## [Selected text]

** begin **

I am wondering, Logan, if you are just picking up on the fact that the article is written from a perspective which has already decided the textual issues. It seems obvious that a critique from such a decided perspective is going to sound like bias to one who takes a different view of those issues.


----------



## Logan

Yes, I have read nearly everything on TBS' website, I am aware of their position. I made my comment in light of Rev Ruddell's assessment that it was a "fair critique...for reference...for those who prefer the ESV". 

There is still some helpful information in there, but as Rom said, when I see inflammatory (or loaded) language in a supposedly scholarly article, it makes me doubt all of the content. If one wants a critique of the ESV (and I have read those too) there are much more objective ones that weigh pros and cons instead of merely cons.


----------



## Rev. Todd Ruddell

Dear Logan, I agree with both you and Rom that the phrase in the article you-all have identified is regrettable. I am glad also to see that you have both identified that there is "helpful information" in the article. I suppose we could debate the "fairness" of the article for a long time, to little profit. In my own assessment of the article, I appreciated especially the beginning section, where several paragraphs expressed appreciation for the work of the translators of the ESV as an improvement over the RSV, among other complimentary statements. There were accurate and documented critiques, and there was a summary argument, that was the most polemic, and for someone who appreciates and favors the ESV, would be the most objectionable. The author of the article is entitled to his opinions, however. If I used the ESV exclusively, it is an article I would want to read, and in that sense, I thought it was fairly presented--I could read it apart from taking offense, and would be bettered by reading it.

** end **

## [Provided data]
** begin **

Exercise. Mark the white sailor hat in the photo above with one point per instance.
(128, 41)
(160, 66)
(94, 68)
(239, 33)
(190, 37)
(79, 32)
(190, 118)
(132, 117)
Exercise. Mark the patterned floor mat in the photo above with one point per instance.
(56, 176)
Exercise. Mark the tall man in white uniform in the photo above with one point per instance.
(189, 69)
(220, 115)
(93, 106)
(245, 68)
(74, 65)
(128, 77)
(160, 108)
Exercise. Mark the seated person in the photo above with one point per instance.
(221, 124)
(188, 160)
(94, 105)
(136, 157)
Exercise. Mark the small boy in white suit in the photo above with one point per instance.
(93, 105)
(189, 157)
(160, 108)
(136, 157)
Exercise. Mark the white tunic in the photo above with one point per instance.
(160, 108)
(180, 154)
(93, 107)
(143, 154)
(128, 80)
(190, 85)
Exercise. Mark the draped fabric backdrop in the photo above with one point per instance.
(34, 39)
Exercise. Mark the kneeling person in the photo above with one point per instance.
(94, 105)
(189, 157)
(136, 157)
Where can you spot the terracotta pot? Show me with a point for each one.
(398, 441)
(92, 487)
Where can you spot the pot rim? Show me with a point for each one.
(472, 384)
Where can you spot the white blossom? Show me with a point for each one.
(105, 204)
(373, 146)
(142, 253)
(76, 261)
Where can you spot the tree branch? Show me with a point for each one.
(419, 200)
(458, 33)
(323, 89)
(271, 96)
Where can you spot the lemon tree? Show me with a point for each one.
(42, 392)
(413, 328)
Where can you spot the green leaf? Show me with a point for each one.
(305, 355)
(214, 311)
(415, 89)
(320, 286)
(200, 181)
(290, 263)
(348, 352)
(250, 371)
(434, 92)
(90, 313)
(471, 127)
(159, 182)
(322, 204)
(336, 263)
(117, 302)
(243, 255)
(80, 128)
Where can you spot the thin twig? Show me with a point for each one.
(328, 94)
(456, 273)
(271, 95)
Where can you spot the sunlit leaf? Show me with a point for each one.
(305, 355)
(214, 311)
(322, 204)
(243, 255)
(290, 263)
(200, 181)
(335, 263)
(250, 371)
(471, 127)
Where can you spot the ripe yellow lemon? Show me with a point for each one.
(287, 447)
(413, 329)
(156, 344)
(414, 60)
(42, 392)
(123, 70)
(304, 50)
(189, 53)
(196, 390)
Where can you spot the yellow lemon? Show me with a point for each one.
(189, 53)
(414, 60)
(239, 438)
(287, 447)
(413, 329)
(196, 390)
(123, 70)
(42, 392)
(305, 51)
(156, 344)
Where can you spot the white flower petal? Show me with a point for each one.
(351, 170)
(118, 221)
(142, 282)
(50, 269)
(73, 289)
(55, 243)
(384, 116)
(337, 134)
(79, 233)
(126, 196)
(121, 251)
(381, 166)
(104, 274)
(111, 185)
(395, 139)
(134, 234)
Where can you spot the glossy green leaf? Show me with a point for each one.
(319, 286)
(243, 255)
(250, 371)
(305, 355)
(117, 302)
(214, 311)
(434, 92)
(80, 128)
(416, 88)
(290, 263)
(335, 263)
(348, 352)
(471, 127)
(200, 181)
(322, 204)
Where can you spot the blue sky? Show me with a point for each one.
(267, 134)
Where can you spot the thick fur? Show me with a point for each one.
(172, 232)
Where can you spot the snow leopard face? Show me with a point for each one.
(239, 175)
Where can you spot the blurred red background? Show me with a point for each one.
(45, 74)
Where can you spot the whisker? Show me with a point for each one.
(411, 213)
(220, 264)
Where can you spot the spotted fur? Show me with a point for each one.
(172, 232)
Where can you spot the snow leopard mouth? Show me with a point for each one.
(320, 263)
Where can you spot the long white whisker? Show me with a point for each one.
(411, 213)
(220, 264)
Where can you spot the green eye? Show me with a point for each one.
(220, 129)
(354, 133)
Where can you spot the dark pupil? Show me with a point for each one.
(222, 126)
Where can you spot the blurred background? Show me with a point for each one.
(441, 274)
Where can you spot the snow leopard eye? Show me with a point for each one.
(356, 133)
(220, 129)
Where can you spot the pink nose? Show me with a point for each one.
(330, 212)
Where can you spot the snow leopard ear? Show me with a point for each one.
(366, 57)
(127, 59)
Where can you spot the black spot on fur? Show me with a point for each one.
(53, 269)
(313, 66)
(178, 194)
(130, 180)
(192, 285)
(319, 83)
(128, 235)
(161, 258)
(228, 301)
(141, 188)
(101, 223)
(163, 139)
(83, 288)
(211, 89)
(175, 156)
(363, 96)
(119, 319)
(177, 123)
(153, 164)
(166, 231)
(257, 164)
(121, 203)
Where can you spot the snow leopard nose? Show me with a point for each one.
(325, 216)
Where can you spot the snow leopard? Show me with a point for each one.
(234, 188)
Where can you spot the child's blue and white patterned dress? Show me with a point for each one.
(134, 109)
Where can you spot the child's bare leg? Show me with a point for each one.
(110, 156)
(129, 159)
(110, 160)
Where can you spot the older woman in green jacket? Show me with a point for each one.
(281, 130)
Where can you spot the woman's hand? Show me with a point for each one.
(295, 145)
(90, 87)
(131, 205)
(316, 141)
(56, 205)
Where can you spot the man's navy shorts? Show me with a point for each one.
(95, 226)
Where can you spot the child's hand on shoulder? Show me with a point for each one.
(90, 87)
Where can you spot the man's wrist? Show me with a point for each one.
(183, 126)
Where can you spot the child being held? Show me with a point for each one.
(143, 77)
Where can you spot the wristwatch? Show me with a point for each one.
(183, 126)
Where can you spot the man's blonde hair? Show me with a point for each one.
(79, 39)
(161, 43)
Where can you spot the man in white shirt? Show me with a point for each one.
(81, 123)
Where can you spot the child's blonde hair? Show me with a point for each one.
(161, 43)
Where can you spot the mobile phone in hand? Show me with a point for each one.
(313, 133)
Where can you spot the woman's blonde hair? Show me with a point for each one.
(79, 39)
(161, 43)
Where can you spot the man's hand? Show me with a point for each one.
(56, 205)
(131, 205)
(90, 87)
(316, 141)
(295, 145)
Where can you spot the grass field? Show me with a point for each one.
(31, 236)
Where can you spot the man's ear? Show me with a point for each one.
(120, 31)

** end **

## [To-do list]
1. In the forum thread, which part of the article did Rev. Todd Ruddell say he especially appreciated?
2. Print the part of the forum thread that opens with the words containing "I am wondering, Logan, if" and closes with "of merely cons.".
The entries above are separate material and have no connection to the forum thread.

## [Task responses]
1. He appreciated the beginning section, where several paragraphs praised the ESV translators' work as an improvement over the RSV.

2.
I am wondering, Logan, if you are just picking up on the fact that the article is written from a perspective which has already decided the textual issues. It seems obvious that a critique from such a decided perspective is going to sound like bias to one who takes a different view of those issues.


----------



## Logan

Yes, I have read nearly everything on TBS' website, I am aware of their position. I made my comment in light of Rev Ruddell's assessment that it was a "fair critique...for reference...for those who prefer the ESV". 

There is still some helpful information in there, but as Rom said, when I see inflammatory (or loaded) language in a supposedly scholarly article, it makes me doubt all of the content. If one wants a critique of the ESV (and I have read those too) there are much more objective ones that weigh pros and cons instead of merely cons.